## [Brano da leggere]
Il mondo della pizza è attraversato da elettricità e ottobre sarà un mese importante. Oggi, che per poco è ancora settembre, Simone Padoan riaprirà i Tigli a San Bonifacio e dall’insegna sparirà il termine pizzeria (ma le pizze saranno sempre in carta), mentre a metà ottobre i fratelli Salvatore e Francesco Salvo inaugureranno a San Giorgio a Cremano, +39.081.275306, un locale che passa dagli 80 coperti di prima a 230. "Ci teniamo a dire che non vogliamo fare una pizzeria gourmet ma una pizzeria sulla via della qualità della tradizione". Due fratelli e non tre perché il terzo, Ciro, ora lavora alla pizzeria Massè di Corso Vittorio Emanuele III, 429 a Torre Annunziata, +39.081.536 3382.

Infine Franco Pepe ha lasciato l'Antica Osteria Pizzeria Pepe di Caiazzo in provincia di Caserta per un nuovo locale molto ambizioso, sempre a Caiazzo. Top secret, il sipario verrà alzato nelle prossime settimane.
Paolo Marchi

Testi a cura di Paolo Marchi, Luciana Squadrilli e Gabriele Zanatta
 

Oggi Padoan inaugura i suoi nuovi Tigli

Chiusa il 1° luglio la pizzeria I Tigli, oggi Simone Padoan, stesso comune, a San Bonifacio in provincia di Verona, stessa via, via Camporosolo 11, stesso numero di telefono, +39.045.6102606, aprirà il ristorante I Tigli, ristorante e non più la pizzeria anche se le pizze sono tutt’altro che sparite. Nuova formula, scandita da 4 menù, e nuovo orario, continuato per di più, dalle 12 alle 24. Si parte con il pranzo, si prosegue con la carta pomeridiana, quindi il rito della cena e infine lo spuntino di mezzanotte. Tutto questo in un ambiente con cucina a vista, vetrate sul Parco dei Tigli, da cui il nome sull’insegna, e più spazio per i tavoli visto che i coperti sono passati da una settantina a 90.

E’ una svolta nel segno del lievito madre e di un ampliamento dell’offerta. Un dato: non più solo un forno a legna, per la pizza, ma anche un secondo forno, elettrico per il pane e per ogni cosa che orbita attorno all’anima di Padoan: “Il cerchio si è chiuso”. Un cerchio che il veneto aveva iniziato a tracciare nel 1994 quando, a 24 anni, aprì i Tigli con una proposta di classiche pizze distese.

## [Righe di dati]

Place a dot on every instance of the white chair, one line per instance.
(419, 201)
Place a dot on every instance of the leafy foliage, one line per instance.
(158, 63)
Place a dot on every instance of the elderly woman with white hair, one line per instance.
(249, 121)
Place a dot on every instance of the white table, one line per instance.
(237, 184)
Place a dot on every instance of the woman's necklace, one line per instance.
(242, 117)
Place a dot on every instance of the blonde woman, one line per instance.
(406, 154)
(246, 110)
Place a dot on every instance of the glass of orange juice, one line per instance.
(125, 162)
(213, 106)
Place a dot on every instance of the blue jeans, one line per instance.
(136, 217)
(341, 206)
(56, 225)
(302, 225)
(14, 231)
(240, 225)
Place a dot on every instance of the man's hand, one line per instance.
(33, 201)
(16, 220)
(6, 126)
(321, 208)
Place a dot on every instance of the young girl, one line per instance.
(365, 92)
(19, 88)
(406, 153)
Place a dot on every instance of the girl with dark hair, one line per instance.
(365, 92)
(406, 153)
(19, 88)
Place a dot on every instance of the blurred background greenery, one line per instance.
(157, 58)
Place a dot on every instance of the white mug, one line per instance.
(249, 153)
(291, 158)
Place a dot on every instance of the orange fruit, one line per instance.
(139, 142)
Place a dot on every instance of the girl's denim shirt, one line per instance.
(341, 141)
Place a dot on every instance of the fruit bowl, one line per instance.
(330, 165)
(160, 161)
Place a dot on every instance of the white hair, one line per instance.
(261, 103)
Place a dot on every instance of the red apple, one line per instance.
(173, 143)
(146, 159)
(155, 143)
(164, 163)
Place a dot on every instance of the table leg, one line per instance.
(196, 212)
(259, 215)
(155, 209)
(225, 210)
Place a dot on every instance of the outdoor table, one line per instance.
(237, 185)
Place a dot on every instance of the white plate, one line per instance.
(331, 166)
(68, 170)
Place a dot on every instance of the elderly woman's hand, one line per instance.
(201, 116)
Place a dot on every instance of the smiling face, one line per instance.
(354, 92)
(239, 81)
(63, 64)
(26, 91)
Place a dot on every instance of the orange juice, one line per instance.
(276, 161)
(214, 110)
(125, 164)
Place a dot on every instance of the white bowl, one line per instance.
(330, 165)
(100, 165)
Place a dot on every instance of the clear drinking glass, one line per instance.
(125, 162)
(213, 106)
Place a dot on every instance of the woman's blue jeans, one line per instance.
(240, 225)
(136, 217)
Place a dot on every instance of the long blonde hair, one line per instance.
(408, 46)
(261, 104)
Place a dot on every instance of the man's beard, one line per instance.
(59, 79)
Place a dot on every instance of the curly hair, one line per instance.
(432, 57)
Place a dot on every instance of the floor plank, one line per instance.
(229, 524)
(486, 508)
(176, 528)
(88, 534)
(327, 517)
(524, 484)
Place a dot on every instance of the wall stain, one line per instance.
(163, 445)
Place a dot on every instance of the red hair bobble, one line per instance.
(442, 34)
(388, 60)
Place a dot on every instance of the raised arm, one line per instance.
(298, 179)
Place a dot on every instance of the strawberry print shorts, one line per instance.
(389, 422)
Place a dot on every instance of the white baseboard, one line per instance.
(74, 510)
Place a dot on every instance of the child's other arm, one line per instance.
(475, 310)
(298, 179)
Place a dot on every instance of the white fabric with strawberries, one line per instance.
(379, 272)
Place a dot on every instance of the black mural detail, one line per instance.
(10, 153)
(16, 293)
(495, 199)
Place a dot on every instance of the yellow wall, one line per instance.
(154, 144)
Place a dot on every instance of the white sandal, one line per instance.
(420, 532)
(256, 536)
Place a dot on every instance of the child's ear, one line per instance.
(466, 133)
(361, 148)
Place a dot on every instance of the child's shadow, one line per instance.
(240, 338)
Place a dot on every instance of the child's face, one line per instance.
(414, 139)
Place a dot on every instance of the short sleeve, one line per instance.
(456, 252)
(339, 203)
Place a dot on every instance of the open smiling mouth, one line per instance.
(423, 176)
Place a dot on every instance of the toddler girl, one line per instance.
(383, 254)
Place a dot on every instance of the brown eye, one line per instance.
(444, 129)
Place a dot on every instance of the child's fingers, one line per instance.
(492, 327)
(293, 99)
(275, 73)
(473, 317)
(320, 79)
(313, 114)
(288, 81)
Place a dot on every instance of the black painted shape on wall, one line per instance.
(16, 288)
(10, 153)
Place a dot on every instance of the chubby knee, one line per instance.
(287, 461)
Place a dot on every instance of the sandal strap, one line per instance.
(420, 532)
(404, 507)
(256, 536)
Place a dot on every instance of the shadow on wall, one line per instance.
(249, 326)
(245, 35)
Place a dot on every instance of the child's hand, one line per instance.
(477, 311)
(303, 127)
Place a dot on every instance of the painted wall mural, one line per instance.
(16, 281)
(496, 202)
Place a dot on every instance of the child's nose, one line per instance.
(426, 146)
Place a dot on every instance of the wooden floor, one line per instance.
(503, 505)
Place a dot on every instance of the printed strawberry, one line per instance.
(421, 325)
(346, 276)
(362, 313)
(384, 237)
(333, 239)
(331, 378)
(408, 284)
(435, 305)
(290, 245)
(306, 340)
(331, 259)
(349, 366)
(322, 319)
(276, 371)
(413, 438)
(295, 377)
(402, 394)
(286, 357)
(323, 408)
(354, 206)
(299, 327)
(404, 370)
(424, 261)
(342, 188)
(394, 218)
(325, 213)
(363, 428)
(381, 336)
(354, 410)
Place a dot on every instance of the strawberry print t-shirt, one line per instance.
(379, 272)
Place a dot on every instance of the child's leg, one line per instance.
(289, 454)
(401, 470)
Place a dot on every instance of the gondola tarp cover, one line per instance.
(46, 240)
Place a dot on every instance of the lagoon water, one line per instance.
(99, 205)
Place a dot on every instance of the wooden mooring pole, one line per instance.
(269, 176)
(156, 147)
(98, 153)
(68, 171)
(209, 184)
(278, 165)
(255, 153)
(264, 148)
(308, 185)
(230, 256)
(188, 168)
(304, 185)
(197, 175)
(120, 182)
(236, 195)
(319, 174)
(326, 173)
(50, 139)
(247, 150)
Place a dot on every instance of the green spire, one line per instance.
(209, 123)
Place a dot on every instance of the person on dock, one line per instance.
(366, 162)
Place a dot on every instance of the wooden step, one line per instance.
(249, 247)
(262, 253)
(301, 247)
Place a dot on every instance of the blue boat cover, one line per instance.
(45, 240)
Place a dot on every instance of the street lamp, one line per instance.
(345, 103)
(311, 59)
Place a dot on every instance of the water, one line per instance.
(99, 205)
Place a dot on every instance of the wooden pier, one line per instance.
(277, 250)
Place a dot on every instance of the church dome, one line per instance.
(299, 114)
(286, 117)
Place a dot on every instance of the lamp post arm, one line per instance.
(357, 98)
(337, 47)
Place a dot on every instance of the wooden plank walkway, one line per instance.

## [Esercizio scritto 1]
Rispondi a queste domande sul brano dedicato alle novità delle pizzerie:
(a) Quanti coperti avrà il nuovo locale dei fratelli Salvo a San Giorgio a Cremano?
(b) In quale pizzeria lavora ora Ciro?
(c) In che anno Simone Padoan aprì i Tigli, e a quale età?
## [Esercizio scritto 2]
Prosegui il brano sulle novità delle pizzerie, riprendendo subito dopo la sua ultima frase.
I record non hanno alcun ruolo in questo lavoro.

## [Risposta 1]
(a) 230 coperti, contro gli 80 di prima.
(b) Alla pizzeria Massè, in Corso Vittorio Emanuele III, 429 a Torre Annunziata.
(c) Nel 1994, a 24 anni.

## [Risposta 2]
A cavallo dei due secoli la prima svolta e adesso la seconda per attualizzare il suo modo che non è più abitato esclusivamente da maestose pizze gourmet. Ora possiamo incontrare una lunga serie di proposte che verranno modulate a seconda del procedere della giornata, senza più inchiodare gli ospiti, ad esempio, a un tipo preciso di pizza, uguale per l’intera tavola. Tornano addirittura le pizze stese in una dei tre menu della cena e le materie prime saranno sempre di prima scelta, ma a volte anche povere. Conseguenza pratica: i prezzi scendono, pizze tra i 12 e il 16 euro. Poi si può sempre decollare, basta parlare, chiedere, confrontarsi. Va ammirata in Padoan la capacità di ripensare il suo mondo, di allargarne gli orizzonti senza snaturarsi, tutt’altro.
 

Dalla pizzeria a casa e ritorno

Tanti e sempre più consumatori sono interessati a conoscere la provenienza di ciò che consumano in tavola. Per una maggiore sensibilità alla relazione tra cibo e benessere della persona, per una maggiore conoscenza delle origini degli ingredienti di base, per un ritorno del desiderio di realizzare semplici ricette casalinghe, e così via.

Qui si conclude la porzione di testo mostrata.